* Reading text *

# Anyone finding it impossible to make friensd in college?



## 1applehearts1 (Jan 7, 2010)

Im going to a community college and its a commuter school. so making friends is getting really hard! most kids leave right after class for work, home, etc. theres no clubs or sports here either :/ plus im 20 and lots of the kids there are 17-18 and a bit immature and not my crowd. it seems like high school. its like all the druggies and trouble makers went to the school im going to. im only going here because of my money situation. i would have loved to go straight to university, but oh well. 

i cannot meet new people because no one talks to me, in class, its just sitting and listening, and a lot of people know eachother from high school. its really tough. it seems the only way to get some interaction is through group projects or whatever


but alas, i think im just gonna focus on getting good grades as usual. because its too hard to make friends here. i give up already (this is my first year) i dont really like a lot of these kids as they are rude and immature, not all but a lot :/ 

all i hear is "dude wtf this class is gay man i hate this teacher f**** f**** " 

and i wanna say "shut up..how old are you? why are you even here if you dont wanna even try to do well in school" its a bit irritating. im not a prude but they need to grow up. they probably are just going so theyre parents wont kick them out. thats how they act at least.

but then i go to work after school and i feel relieved. theres a lot of older people, and nice customers that i get along with well and i get more interaction. theres a big variety of different ages. and i feel much better in that environment. it seems so much easier to make friends at work with customers and things like that.

anyone feel the same way?


----------



## GrimedMechanic86 (Jan 20, 2010)

yup, I feel the same way. But I don't see the point to college. But I can't drop out because what else am I going to do? Drink? haha, i wish it were so but I'm just going to school and just trying to figure out what to do.

And by the way, most community colleges are commuter schools. In my opinion.


----------



## rctriplefresh5 (Aug 24, 2009)

i too go to a community college. i make ''friends'' easily though. but its only IN SCHOOL friends. the first day of class in my math class, i made friends with so many people that i had over the required amount of people wanting to be in my group for projects. however i now have a study group with all these people adfter class ends in the math lab.

but ive never hung out with anyone outside of school.
its like once the semester ends all of these people write me off, and usually dont even say goodbye or can i have your number? ive only had two people ask for my facebook and they barely talk to me unless i initiate it.


----------



## jane (Jan 30, 2006)

Get to know people. Among 17-18 year olds at your school, I'm sure there will be a lot of immature idiots. But if you look hard enough, you will probably find nice, motivated, interesting, and ambitious people. Also, you might find other people in their 20's. Don't write these people off, give them a chance first.

* Directive *
Carry on the forum thread about making friends at community college, picking up right after its last post.

* Given entries *
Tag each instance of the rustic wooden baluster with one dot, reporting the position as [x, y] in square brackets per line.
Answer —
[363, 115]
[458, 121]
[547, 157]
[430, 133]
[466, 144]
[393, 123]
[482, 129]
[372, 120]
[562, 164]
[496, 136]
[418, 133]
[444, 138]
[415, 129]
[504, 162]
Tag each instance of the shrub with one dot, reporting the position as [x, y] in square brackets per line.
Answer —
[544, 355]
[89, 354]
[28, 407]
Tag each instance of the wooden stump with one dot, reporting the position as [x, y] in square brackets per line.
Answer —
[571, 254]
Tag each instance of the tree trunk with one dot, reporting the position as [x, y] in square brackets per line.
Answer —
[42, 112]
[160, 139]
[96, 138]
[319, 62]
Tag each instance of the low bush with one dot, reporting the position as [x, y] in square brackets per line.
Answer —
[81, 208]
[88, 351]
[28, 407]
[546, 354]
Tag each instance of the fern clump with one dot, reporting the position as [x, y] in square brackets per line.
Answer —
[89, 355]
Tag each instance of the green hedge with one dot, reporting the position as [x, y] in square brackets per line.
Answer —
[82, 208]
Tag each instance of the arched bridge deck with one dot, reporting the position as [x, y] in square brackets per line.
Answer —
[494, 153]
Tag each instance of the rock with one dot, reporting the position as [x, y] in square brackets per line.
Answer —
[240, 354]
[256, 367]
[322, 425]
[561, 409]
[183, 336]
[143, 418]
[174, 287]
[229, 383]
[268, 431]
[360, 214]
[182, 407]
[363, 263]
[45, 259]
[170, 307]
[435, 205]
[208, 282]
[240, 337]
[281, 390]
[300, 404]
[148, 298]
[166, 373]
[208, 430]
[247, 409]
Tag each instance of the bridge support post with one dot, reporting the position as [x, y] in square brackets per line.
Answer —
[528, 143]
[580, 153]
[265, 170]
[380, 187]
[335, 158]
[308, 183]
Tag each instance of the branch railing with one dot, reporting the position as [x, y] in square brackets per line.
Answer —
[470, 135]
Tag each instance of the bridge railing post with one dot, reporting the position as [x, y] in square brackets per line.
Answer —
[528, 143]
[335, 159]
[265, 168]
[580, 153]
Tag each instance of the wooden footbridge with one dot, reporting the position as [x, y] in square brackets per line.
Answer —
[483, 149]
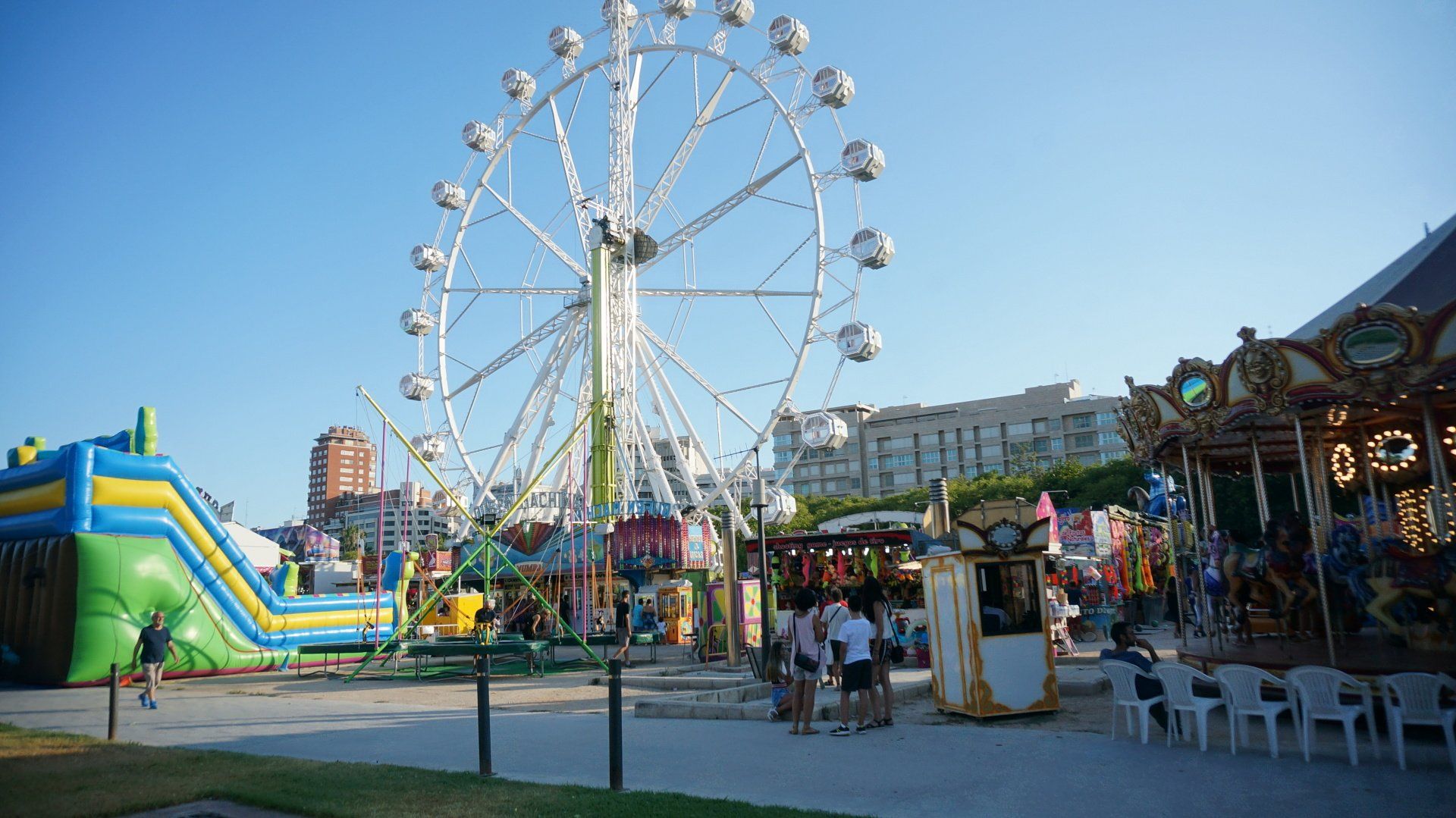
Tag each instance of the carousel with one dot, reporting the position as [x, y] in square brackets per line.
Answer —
[1354, 424]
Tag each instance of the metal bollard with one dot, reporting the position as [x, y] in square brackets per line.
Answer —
[482, 712]
[615, 724]
[115, 694]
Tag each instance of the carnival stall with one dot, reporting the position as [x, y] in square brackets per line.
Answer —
[989, 620]
[1360, 412]
[823, 561]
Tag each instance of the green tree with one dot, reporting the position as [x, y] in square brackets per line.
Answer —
[350, 541]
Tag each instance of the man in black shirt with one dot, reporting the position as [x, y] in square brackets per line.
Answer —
[623, 629]
[485, 622]
[153, 644]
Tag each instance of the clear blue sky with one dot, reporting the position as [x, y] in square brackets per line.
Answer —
[207, 207]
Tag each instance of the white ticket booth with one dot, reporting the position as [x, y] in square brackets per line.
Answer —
[989, 620]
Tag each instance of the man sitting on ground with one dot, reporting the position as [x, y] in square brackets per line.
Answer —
[1123, 650]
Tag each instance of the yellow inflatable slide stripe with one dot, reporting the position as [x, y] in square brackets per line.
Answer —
[36, 498]
[158, 494]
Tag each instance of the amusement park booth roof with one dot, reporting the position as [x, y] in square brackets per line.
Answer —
[897, 539]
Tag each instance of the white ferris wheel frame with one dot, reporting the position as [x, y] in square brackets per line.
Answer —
[564, 331]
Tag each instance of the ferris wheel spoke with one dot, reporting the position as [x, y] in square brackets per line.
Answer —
[718, 395]
[541, 236]
[555, 393]
[683, 469]
[723, 208]
[568, 168]
[775, 322]
[674, 166]
[530, 406]
[530, 341]
[660, 386]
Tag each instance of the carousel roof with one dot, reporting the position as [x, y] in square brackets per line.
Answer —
[1354, 365]
[1424, 277]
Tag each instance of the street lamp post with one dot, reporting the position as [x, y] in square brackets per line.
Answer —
[761, 501]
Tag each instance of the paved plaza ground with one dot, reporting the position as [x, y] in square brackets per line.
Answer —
[555, 731]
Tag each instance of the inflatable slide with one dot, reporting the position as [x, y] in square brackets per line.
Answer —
[96, 534]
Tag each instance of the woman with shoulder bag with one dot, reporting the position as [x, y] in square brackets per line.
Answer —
[805, 634]
[835, 616]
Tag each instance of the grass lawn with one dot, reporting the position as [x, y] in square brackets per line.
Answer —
[52, 773]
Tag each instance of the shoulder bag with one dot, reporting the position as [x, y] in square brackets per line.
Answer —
[801, 661]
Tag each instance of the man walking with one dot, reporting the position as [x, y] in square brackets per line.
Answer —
[623, 612]
[153, 645]
[855, 674]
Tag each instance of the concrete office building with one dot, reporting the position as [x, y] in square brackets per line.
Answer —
[341, 462]
[900, 447]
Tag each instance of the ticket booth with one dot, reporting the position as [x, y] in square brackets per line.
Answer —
[989, 620]
[674, 609]
[673, 601]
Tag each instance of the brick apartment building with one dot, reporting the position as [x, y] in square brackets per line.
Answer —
[341, 462]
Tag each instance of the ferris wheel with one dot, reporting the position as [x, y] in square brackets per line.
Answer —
[661, 223]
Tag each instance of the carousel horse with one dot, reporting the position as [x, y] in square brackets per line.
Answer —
[1289, 542]
[1345, 566]
[1395, 574]
[1161, 501]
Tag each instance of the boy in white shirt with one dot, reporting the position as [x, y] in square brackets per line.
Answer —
[856, 674]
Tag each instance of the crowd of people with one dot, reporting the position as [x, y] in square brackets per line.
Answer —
[835, 644]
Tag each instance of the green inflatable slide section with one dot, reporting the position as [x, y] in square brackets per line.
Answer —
[120, 581]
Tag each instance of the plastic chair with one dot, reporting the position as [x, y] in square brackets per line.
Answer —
[1420, 696]
[1242, 697]
[1316, 693]
[1178, 689]
[1125, 693]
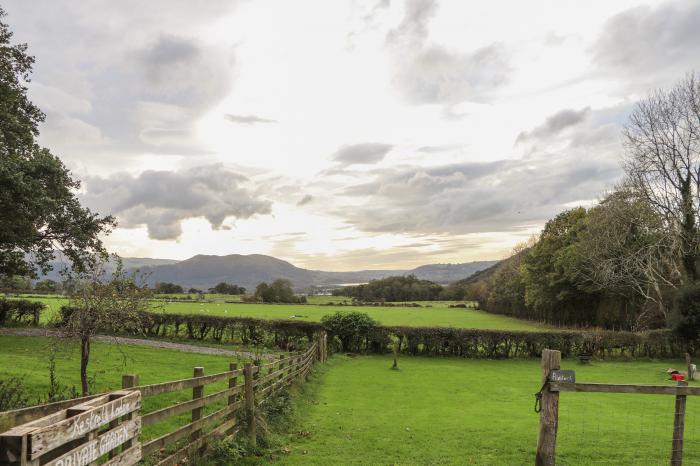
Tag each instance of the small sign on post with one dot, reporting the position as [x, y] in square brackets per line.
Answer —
[567, 376]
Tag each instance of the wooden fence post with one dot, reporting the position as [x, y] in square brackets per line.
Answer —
[197, 392]
[678, 427]
[280, 379]
[250, 402]
[325, 346]
[549, 415]
[232, 382]
[129, 381]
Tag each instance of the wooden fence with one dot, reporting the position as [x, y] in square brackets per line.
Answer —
[108, 426]
[555, 381]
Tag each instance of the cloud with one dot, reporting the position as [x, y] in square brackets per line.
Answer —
[247, 119]
[643, 40]
[111, 61]
[412, 32]
[428, 73]
[161, 200]
[555, 124]
[365, 153]
[305, 200]
[507, 195]
[438, 76]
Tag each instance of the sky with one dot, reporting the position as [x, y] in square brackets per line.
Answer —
[344, 135]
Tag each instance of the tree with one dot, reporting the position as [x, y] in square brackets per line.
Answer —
[624, 251]
[39, 211]
[279, 291]
[102, 304]
[550, 268]
[662, 161]
[687, 310]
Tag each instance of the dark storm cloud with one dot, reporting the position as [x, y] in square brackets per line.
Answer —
[651, 40]
[555, 124]
[161, 200]
[365, 153]
[247, 119]
[144, 86]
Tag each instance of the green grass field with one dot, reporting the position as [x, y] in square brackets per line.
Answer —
[27, 358]
[456, 411]
[438, 315]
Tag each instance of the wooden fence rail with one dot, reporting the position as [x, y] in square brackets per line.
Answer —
[108, 426]
[548, 405]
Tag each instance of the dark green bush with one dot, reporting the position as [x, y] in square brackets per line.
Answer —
[351, 328]
[687, 313]
[13, 394]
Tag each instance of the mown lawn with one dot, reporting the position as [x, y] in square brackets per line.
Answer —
[28, 358]
[438, 315]
[457, 411]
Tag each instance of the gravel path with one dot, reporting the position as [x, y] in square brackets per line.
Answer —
[41, 332]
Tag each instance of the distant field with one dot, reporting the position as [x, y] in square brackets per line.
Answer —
[457, 411]
[439, 315]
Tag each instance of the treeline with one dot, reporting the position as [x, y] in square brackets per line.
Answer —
[606, 266]
[633, 260]
[408, 288]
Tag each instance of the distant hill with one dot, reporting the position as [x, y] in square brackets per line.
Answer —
[249, 270]
[204, 271]
[448, 273]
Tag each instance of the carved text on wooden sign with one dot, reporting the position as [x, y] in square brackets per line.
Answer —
[562, 376]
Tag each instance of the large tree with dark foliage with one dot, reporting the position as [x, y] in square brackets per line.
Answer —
[662, 161]
[39, 211]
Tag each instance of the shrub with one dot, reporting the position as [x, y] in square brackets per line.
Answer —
[351, 328]
[687, 313]
[12, 394]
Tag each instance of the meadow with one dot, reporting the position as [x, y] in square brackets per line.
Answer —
[457, 411]
[439, 314]
[28, 359]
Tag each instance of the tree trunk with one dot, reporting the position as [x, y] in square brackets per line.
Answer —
[689, 233]
[84, 359]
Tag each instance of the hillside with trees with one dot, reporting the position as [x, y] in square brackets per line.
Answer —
[633, 260]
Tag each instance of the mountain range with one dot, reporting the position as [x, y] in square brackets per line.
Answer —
[204, 271]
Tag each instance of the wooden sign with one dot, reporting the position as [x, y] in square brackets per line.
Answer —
[567, 376]
[55, 435]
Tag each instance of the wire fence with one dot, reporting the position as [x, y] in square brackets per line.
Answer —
[602, 428]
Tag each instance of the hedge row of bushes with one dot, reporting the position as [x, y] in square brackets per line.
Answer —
[470, 343]
[497, 344]
[282, 334]
[20, 312]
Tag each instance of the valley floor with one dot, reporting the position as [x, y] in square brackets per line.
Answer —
[439, 314]
[457, 411]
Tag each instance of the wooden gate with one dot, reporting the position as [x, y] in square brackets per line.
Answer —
[555, 381]
[106, 426]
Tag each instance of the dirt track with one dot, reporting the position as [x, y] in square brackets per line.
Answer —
[40, 332]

* Final result *
----------



## 1applehearts1 (Jan 7, 2010)

jane said:


> Get to know people. Among 17-18 year olds at your school, I'm sure there will be a lot of immature idiots. But if you look hard enough, you will probably find nice, motivated, interesting, and ambitious people. Also, you might find other people in their 20's. Don't write these people off, give them a chance first.


most are immature idiots. its a transfer school so its mostly kids fresh out of high school. a lot of them i unfortunately went to high school with and its all the ones who were harassing me in high school/jr high, druggies. its very irritating and i have no tolerance for them. im just gonna focus on getting good grades. even though icant affort the books since they cost an arm and a leg


----------



## sberkley (Jan 28, 2010)

I agree that cc may be a hard place to meet anyone .. sometimes you simply have to buckle down and just work . I have a job where I refuse to get too close to co workers because last year I saw too much drama and I dont want drama at work . So maybe it is best to just do your work in school and make socializing outside of that ...


----------



## pita (Jan 17, 2004)

1applehearts1 said:


> all i hear is "dude wtf this class is gay man i hate this teacher f**** f**** "


You're probably better off not making friends with these people. Unfortunately, when that's the only thing you hear, it tends to cloud your judgment of other people at your school. Try to find someone who seems like they might have more in common with you and make up some excuse to say hello. Like ask about a homework assignment or a bus schedule or something like that.


----------



## JMX (Feb 26, 2008)

The fact that pretty much everyone is already in a social circle has made it impossible for me to make friends in college. In other words, everybody already has friends, so they're not really looking for new ones. Although I had a couple "friends" in college in the past, it always seemed like they put me on the lowest priority in terms of friends.


----------



## 1applehearts1 (Jan 7, 2010)

yeah socializing at school is becoming impossible while socializing at work is becoming easier. i just got invited to a bday party the other day. im finding myself actually liking work since its the only place i CAN socialize. im very careful who i trust though i dont gossip about people so it should be fine for now


----------



## broseph (Jan 18, 2010)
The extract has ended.